■ Provided passage ■
※ ※ ※
Innocent Deaf Man Tasered, Beat By Police During Diabetic Attack

| by Jonathan Wolfe

For the second time this month, police officers are being sued for tasering a deaf man. The latest incident comes out of the suburbs of St. Louis, Missouri, where officers tasered a man having a diabetic attack.

On February 21, 2012 deaf man Robert Kim pulled off the road with a flat tire. In addition to being deaf, Kim suffers from type one diabetes. While waiting for roadside assistance to arrive, he fell into a hypoglycemic state. Officer Leah Hall was the first officer to arrive at the scene.

Kim claims Hall became immediately aware he was deaf. He said he also told Officer Hall multiple times he was in diabetic shock. Instead of calling an ambulance to help, Hall called for police backup. Officer Brandin Raney arrived shortly after.

Kim was sitting in a grassy area when Raney arrived. Raney claims Officer Hall never told him that Kim was deaf or in diabetic shock. Kim claims Raney quickly became angry at him. Here’s what he did next.

"Unable to effectively communicate with plaintiff, defendant Raney fired his Taser at plaintiff, striking plaintiff in the chest," the complaint states. "Plaintiff immediately fell to the ground. Defendant Raney continued to apply repeated electrical shocks through the Taser, even after plaintiff was on the ground.”

The complaint says Raney struck Kim as well.
※ ※ ※
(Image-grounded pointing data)
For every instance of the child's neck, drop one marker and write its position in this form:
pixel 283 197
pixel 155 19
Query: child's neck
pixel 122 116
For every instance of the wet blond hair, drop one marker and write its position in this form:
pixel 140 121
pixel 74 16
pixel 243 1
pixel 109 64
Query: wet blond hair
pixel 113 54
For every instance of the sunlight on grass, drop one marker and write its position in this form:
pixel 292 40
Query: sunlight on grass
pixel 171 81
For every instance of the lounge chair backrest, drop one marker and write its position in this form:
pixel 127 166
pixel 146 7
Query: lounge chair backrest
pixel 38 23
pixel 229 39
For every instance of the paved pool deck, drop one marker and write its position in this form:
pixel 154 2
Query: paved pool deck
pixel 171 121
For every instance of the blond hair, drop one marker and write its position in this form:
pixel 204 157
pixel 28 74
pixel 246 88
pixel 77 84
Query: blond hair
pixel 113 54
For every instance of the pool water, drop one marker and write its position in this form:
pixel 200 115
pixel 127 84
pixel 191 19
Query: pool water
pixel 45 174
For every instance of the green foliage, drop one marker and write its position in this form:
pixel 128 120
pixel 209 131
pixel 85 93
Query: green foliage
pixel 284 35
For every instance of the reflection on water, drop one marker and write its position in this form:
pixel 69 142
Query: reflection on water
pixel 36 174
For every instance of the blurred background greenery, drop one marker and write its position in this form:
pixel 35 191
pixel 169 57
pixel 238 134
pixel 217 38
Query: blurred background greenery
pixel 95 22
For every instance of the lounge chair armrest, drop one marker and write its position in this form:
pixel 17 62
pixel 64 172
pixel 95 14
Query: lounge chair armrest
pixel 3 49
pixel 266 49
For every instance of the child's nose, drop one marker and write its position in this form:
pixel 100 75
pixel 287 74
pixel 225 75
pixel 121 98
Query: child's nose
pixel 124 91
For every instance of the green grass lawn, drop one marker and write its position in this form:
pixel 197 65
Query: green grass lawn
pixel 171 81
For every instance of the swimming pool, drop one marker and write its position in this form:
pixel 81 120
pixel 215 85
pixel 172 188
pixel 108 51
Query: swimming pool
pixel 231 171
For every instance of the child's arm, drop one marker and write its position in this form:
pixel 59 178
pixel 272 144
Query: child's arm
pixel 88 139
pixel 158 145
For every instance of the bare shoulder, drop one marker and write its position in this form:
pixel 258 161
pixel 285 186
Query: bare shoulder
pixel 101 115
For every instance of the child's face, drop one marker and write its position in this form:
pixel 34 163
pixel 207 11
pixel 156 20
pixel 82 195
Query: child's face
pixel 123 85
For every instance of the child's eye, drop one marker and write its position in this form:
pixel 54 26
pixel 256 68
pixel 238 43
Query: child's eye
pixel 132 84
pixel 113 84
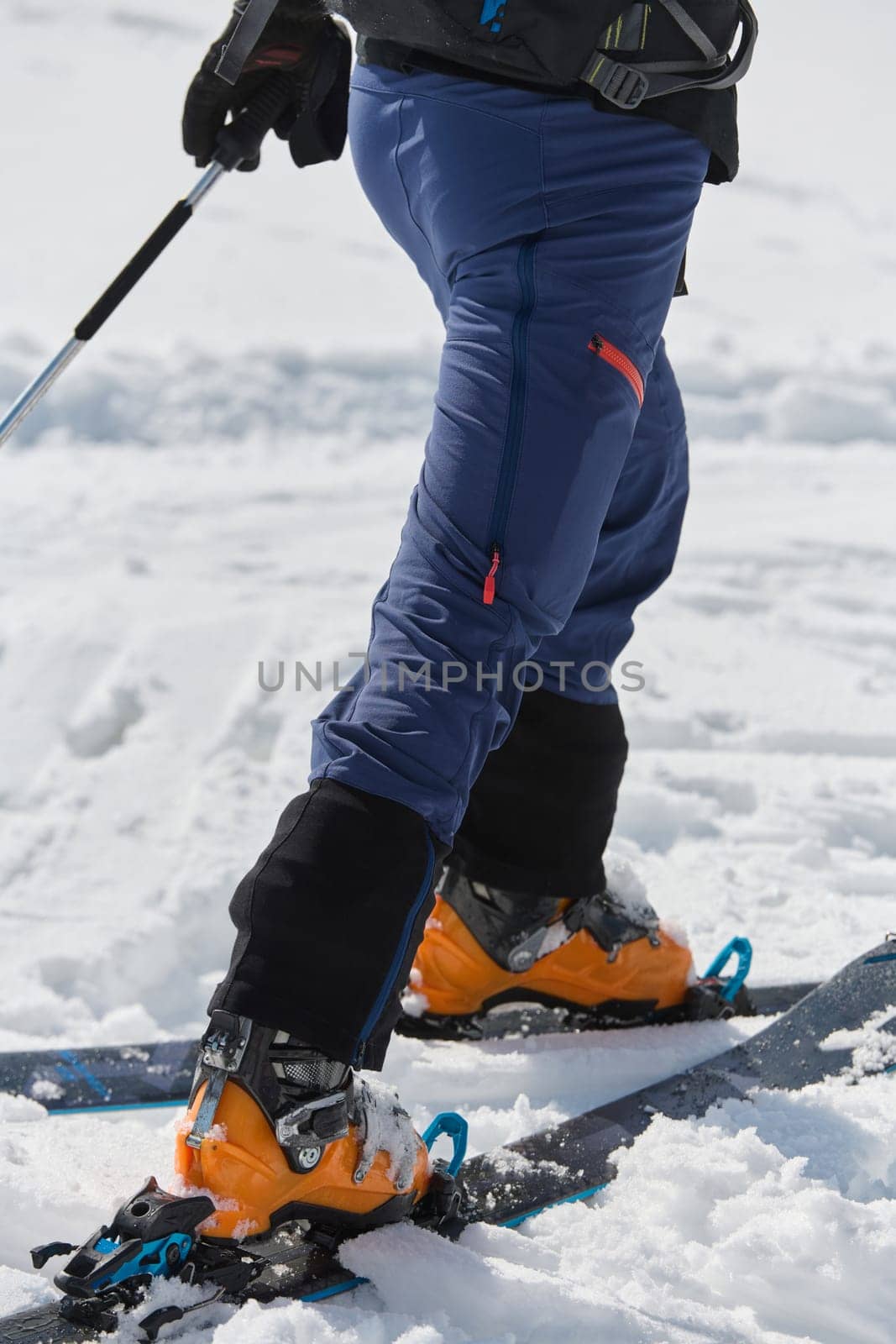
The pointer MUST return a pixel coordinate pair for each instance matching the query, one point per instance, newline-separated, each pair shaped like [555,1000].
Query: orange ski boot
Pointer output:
[600,963]
[277,1132]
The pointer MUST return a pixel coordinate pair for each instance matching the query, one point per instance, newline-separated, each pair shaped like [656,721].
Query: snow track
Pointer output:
[222,483]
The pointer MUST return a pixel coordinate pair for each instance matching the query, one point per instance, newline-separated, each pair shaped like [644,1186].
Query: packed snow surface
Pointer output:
[222,481]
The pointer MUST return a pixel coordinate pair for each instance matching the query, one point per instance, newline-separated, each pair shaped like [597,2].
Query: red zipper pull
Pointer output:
[488,591]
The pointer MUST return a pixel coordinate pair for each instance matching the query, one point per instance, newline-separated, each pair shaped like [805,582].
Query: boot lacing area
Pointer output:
[385,1126]
[311,1101]
[499,921]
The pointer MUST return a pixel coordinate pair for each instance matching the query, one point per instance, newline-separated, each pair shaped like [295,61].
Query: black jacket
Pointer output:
[550,44]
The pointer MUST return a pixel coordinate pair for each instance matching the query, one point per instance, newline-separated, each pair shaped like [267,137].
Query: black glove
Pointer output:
[315,51]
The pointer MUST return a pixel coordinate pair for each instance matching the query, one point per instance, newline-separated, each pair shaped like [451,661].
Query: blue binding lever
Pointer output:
[741,949]
[456,1128]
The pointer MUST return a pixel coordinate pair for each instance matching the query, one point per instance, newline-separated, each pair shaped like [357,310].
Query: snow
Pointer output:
[221,481]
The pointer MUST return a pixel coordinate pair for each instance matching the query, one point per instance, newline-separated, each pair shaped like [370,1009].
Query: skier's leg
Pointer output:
[537,223]
[517,833]
[542,810]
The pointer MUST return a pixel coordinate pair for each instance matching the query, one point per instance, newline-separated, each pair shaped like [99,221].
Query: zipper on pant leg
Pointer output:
[613,355]
[398,960]
[510,461]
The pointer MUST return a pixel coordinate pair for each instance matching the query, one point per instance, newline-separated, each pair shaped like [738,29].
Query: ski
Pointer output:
[160,1074]
[503,1187]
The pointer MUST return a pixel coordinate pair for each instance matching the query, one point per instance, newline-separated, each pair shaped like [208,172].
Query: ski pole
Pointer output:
[239,140]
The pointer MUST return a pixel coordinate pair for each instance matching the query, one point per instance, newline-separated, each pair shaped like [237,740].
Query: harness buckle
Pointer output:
[621,85]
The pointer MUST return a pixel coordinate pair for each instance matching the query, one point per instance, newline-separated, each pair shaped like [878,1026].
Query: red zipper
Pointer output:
[488,591]
[620,360]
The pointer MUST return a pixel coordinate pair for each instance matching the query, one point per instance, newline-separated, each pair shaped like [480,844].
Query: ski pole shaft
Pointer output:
[238,141]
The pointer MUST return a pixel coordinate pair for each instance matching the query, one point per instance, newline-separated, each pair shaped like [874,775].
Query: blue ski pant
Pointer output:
[557,470]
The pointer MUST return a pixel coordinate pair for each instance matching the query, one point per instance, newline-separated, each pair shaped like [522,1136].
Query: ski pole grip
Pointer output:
[242,139]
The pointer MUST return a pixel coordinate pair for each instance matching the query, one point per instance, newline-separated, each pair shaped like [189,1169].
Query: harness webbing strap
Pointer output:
[629,85]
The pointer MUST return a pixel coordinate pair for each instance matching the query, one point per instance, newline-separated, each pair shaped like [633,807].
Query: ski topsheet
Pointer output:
[120,1077]
[574,1159]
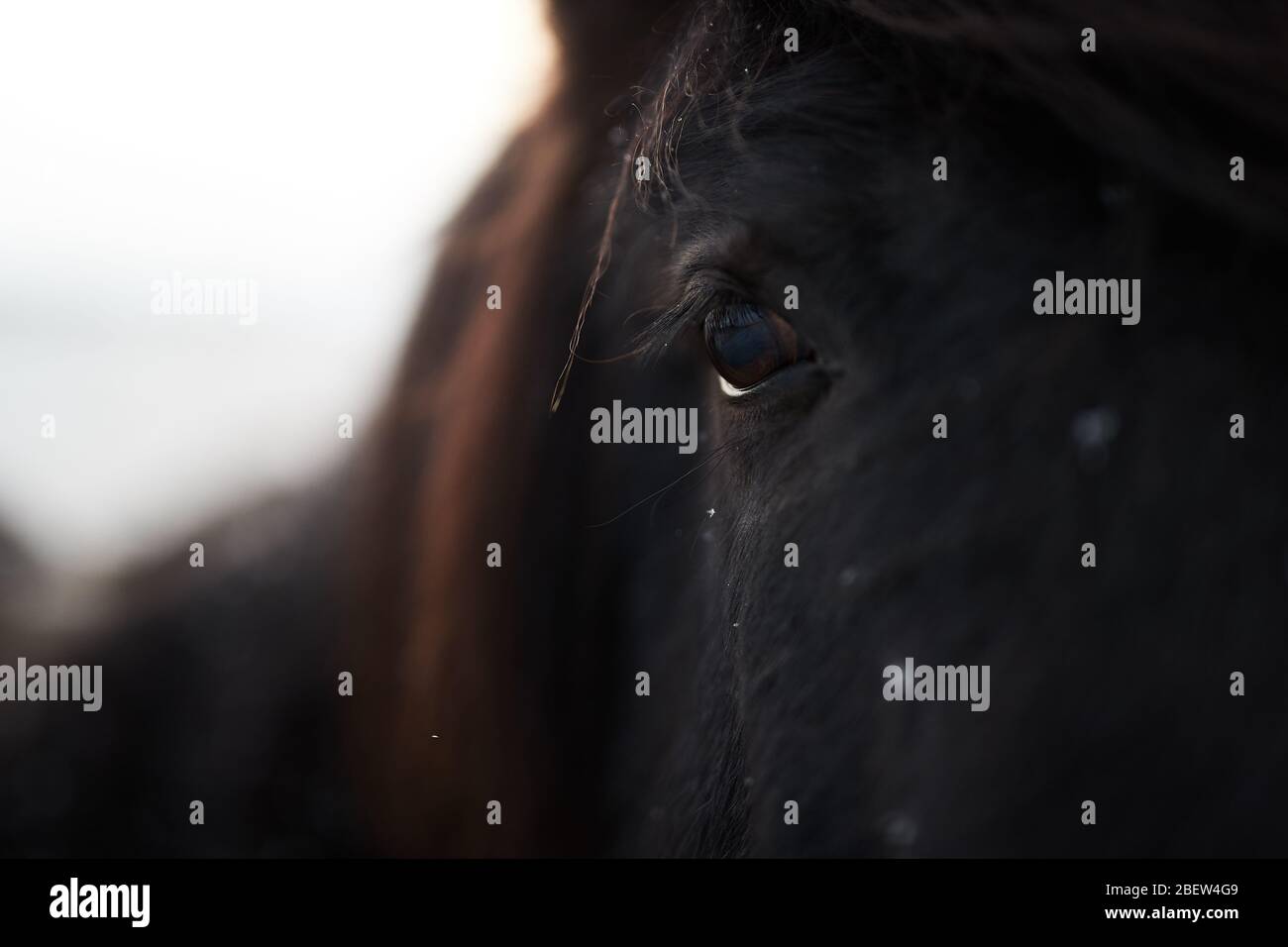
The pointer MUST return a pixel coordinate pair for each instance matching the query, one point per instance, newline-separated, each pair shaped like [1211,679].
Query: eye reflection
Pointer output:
[747,344]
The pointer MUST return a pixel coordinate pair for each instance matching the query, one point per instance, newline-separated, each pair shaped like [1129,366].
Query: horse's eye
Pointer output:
[747,344]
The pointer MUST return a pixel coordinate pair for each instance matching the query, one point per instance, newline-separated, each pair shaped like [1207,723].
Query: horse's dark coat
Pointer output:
[774,169]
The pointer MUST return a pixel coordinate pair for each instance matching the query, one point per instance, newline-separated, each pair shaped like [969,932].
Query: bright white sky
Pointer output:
[314,149]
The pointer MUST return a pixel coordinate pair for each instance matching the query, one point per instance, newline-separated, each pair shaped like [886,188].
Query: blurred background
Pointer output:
[312,151]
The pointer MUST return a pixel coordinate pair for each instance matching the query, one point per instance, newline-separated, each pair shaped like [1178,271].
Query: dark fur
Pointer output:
[814,170]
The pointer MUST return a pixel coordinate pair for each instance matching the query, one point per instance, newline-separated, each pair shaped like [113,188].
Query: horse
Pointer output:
[822,224]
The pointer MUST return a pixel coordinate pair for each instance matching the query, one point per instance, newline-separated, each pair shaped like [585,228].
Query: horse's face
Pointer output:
[905,462]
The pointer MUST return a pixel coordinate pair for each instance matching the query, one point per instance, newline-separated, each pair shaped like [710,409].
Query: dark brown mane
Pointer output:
[488,659]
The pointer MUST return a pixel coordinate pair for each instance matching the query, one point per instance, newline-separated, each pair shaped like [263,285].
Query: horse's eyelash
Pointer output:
[702,294]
※ ※ ※
■ Task 1 ■
According to the complaint quoted in the article about the tasered deaf man, why did Officer Raney fire his Taser at Kim? Answer in one to three sentences.
■ Task 2 ■
In the article about the tasered deaf man, rewrite the passage from "Innocent Deaf Man" up to and including "arrived shortly after.", replacing "ambulance" with "ambulance crew".
■ Task 3 ■
Extend the article about the deaf man tasered by police during a diabetic attack, picking up right after its final sentence.
This data has no connection to the article about the tasered deaf man.

■ Exercise response 1 ■
The complaint states that Raney fired his Taser at Kim because he was unable to effectively communicate with him.

■ Exercise response 2 ■
Innocent Deaf Man Tasered, Beat By Police During Diabetic Attack

| by Jonathan Wolfe

For the second time this month, police officers are being sued for tasering a deaf man. The latest incident comes out of the suburbs of St. Louis, Missouri, where officers tasered a man having a diabetic attack.

On February 21, 2012 deaf man Robert Kim pulled off the road with a flat tire. In addition to being deaf, Kim suffers from type one diabetes. While waiting for roadside assistance to arrive, he fell into a hypoglycemic state. Officer Leah Hall was the first officer to arrive at the scene.

Kim claims Hall became immediately aware he was deaf. He said he also told Officer Hall multiple times he was in diabetic shock. Instead of calling an ambulance crew to help, Hall called for police backup. Officer Brandin Raney arrived shortly after.

■ Exercise response 3 ■
"Defendant Raney also struck plaintiff repeatedly while plaintiff was on the ground and handcuffed plaintiff while plaintiff was on the ground. Upon information and belief, plaintiff was Tasered by defendant Raney at least three times, one of which was while plaintiff was handcuffed,” the complaint says.

Kim’s lawsuit is filed against Officer Leah Hall, Officer Brandin Raney, and the city of Bridgeton. He seeks actual and punitive damages for violations of his civil rights, the Americans with Disabilities Act, battery, and infliction of emotional distress.

"Defendant Bridgeton is mandated to provide aid and services to those individuals with disabilities such as plaintiff," the complaint states. "Plaintiff was discriminated against by not being provided with medical services, but instead was subjected to an unlawful battery and detainment as a result of the failure of defendants."

Earlier this month, California resident Jonathan Meister filed a similar lawsuit after he was tasered and beat unconscious by police. Meister claims police took violent action against him after interpreting his sign language attempts as resistance.